▶ _Document segment_
Simply not enjoying something doesn't mean you have ADD. Simply being bored by something, or having the standard short attention span of any teenager does not mean that you can hide behind the letters ADD. Assuming that there is an excuse -- a "reason" that you have trouble waking up in the morning, and that it has nothing to do with staying up too late and not getting enough sleep is a coward's way out.

The label is a crutch -- it even becomes an a priori reason not to try. A self fulfilling prophecy. Why should I try if I am not going to have to, nor be expected to succeed because I have this condition?

And you know what gets me scared? The "symptoms" of ADD which allow people to self-diagnose are (in the versions available to the lay person) so vague and general that that a large section of them would, and even SHOULD apply to most everyone, in some sense, at some point. This empowers each of us to grab hold of the Ritalin ring and say "it isn't my fault." And that's wrong. Abdicating personal responsibility and ascribing flaws to some uncontrollable outside force might be a comfort but it is an empty one. Ignoring successes (or calling them exceptions) in order to accentuate the negative, or magnifying the short comings each of us has in order to have them fall within the bounds and definition of a "symptom" becomes a short-cut to laziness.

▶ _Stored data_
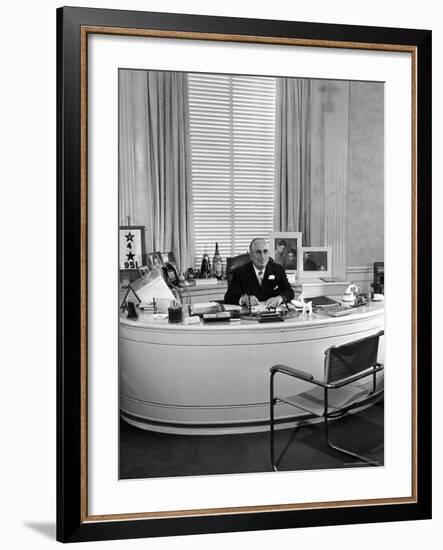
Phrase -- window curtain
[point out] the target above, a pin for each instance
(155, 160)
(292, 162)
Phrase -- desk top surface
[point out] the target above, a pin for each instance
(292, 320)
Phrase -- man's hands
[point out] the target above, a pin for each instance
(244, 300)
(274, 302)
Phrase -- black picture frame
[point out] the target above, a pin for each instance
(73, 522)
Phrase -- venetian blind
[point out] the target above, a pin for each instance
(232, 122)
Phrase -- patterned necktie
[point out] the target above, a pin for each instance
(260, 277)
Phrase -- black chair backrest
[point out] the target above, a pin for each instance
(352, 358)
(234, 263)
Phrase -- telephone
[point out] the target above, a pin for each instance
(350, 294)
(170, 274)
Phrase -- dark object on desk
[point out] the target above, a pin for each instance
(322, 302)
(269, 317)
(378, 284)
(339, 311)
(216, 317)
(132, 313)
(175, 314)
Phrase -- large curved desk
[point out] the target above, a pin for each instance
(214, 378)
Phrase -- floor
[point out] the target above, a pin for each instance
(146, 454)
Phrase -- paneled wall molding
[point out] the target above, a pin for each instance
(360, 270)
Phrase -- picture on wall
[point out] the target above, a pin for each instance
(258, 394)
(285, 249)
(230, 182)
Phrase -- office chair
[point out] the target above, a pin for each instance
(234, 263)
(341, 389)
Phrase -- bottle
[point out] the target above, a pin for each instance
(205, 270)
(217, 263)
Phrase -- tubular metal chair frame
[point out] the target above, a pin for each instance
(306, 377)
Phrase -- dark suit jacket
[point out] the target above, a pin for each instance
(244, 281)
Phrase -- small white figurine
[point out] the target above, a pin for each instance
(350, 294)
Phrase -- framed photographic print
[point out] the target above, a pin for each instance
(253, 128)
(316, 261)
(132, 246)
(285, 249)
(154, 259)
(167, 257)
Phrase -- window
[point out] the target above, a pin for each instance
(232, 146)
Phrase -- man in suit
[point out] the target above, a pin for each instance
(259, 280)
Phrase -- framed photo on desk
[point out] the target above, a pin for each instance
(94, 501)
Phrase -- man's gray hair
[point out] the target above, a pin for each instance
(256, 239)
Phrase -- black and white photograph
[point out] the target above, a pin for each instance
(286, 248)
(248, 369)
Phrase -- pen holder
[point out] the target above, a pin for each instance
(175, 315)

▶ _Tasks to complete_
a. Answer these about the ADD passage:
(i) What does the passage call the label when it first describes it?
(ii) According to the passage, what does trouble waking up in the morning really have to do with?
(iii) Why does the passage say the symptoms available to the lay person would apply to most everyone?
b. Carry the ADD passage forward with the next part after its final sentence.
The entries are not used for anything here.

▶ _Answers for each item_
a.
(i) A crutch.
(ii) Staying up too late and not getting enough sleep.
(iii) They are so vague and general.

b.
So do we rely on our medical establishment to diagnose and reverse the trend created by an information superhighway which puts data in the hands of every Tom, Dick and Valium, and makes each of us an expert? And would that solve everything? Or would we still have professionals who assume that we want a diagnosis because it would explain away all of our failures or would guarantee the crutches to our children so we could exploit any avenue to give our child a crutch and an advantage (if that medicine helps a kid who has it bad, imagine how much better it will make my kid who just has a touch of the ADD). So the person can spin his life's challenges any way he wants...the professional can give whatever label will make the patient happy...and the medicine flows because it is the quick fix which gives the instant gratification. No longer will we have to grow up and say "I need to change and will have to work at it" or say "sometimes, I am not going to be great at everything but I still have to push myself to be as good as I can." This newfangled "twinkie defense" is a built in wall to keep such evils as self-knowledge and integrity out.

Now again - I'm not saying that no one has issues with attention that transcend the normal, or that no one has conditions which need remediation. But the explosion of diagnoses is not because our medical establishment is getting better or that more people have access to quality health care. We are all just becoming more savvy, and giving in to a new form of peer pressure: the pressure to be dysfunctional instead of either just being mediocre or being truly differently able.